:: PASSAGE GIVEN ::
========================

Sorry Ma, Forgot to Take Out the Trash is the first studio album by the American band The Replacements. It was released on August 25, 1981 by Twin/Tone Records. Squarely inspired by punk rock, the album stands in contrast to the more creatively diverse power pop and indie rock styles on later albums.

Music and lyrics
The beginning of Johnny Cash's performance live at Folsom Prison can be heard at the beginning of the track "Rattlesnake"

The track "Somethin' to Dü" is a reference to the band Hüsker Dü, contemporaries of The Replacements and their Saint Paul counterparts. The track "Johnny's Gonna Die" is a reference to influential guitarist Johnny Thunders of the Heartbreakers and New York Dolls. The song refers to his increased heroin addiction and resultant sloppy live performances.  Thunders died, possibly of drug-related causes, in 1991.

Release
Sorry Ma, Forgot to Take Out the Trash was released on August 25, 1981 by the independent record label Twin/Tone Records. The song "I'm In Trouble" was released as a single on August 7, 1981, containing an outtake, "If Only You Were Lonely", as its B-side. The album was remastered and reissued by Rhino Entertainment on April 22, 2008, with 13 additional tracks and liner notes by Peter Jesperson.

To celebrate its 40th anniversary, on October 22, 2021, Rhino Entertainment released a deluxe edition of the newly remastered album. Featuring 100 tracks spread across 4CDs and 1LP, it includes unreleased demos, alternative takes/mixes, and a previously unreleased 27-track live concert recorded on January 23, 1981 at 7th Street Entry in Minneapolis.

========================

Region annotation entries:
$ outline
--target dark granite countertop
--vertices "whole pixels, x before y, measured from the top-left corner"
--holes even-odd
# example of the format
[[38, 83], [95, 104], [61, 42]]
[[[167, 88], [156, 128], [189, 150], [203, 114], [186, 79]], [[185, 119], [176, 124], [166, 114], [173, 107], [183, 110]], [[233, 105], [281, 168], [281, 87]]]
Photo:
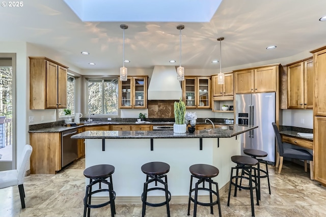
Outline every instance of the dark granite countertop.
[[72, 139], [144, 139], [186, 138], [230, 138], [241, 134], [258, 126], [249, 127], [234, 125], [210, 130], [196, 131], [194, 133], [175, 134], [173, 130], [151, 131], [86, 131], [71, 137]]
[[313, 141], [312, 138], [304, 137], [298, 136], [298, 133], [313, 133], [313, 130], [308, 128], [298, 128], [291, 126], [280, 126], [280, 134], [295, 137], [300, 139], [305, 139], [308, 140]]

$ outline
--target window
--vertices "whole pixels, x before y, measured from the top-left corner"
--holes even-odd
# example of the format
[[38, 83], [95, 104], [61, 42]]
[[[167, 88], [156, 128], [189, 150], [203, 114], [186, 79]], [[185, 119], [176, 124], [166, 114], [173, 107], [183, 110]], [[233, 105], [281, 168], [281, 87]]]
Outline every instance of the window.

========================

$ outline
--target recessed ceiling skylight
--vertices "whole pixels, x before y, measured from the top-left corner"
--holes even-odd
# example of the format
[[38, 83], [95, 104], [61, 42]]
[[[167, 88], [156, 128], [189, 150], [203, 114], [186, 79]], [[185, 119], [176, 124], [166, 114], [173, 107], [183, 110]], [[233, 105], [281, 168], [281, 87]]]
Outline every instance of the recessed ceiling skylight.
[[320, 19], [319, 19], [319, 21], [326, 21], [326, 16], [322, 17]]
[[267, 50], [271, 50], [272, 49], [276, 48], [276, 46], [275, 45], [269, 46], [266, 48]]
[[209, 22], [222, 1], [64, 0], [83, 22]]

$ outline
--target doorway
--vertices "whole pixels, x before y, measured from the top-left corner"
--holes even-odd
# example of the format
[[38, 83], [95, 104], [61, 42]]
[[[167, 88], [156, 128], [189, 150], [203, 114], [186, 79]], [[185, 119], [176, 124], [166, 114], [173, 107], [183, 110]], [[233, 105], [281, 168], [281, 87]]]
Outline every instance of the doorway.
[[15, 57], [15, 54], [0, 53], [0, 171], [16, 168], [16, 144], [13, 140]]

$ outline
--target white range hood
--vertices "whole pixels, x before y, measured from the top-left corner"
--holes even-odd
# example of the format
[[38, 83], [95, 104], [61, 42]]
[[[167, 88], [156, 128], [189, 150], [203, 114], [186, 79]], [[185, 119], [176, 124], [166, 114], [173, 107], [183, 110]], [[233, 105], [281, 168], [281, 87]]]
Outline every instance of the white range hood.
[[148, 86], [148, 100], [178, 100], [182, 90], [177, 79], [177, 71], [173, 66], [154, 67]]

========================

:: WRITTEN REQUEST ::
Copy the album text again, beginning at the words "Sorry Ma, Forgot to Take Out the Trash is" and stopping after "causes, in 1991.", but change "punk rock" to "hardcore punk".

:: EXERCISE ANSWER ::
Sorry Ma, Forgot to Take Out the Trash is the first studio album by the American band The Replacements. It was released on August 25, 1981 by Twin/Tone Records. Squarely inspired by hardcore punk, the album stands in contrast to the more creatively diverse power pop and indie rock styles on later albums.

Music and lyrics
The beginning of Johnny Cash's performance live at Folsom Prison can be heard at the beginning of the track "Rattlesnake"

The track "Somethin' to Dü" is a reference to the band Hüsker Dü, contemporaries of The Replacements and their Saint Paul counterparts. The track "Johnny's Gonna Die" is a reference to influential guitarist Johnny Thunders of the Heartbreakers and New York Dolls. The song refers to his increased heroin addiction and resultant sloppy live performances.  Thunders died, possibly of drug-related causes, in 1991.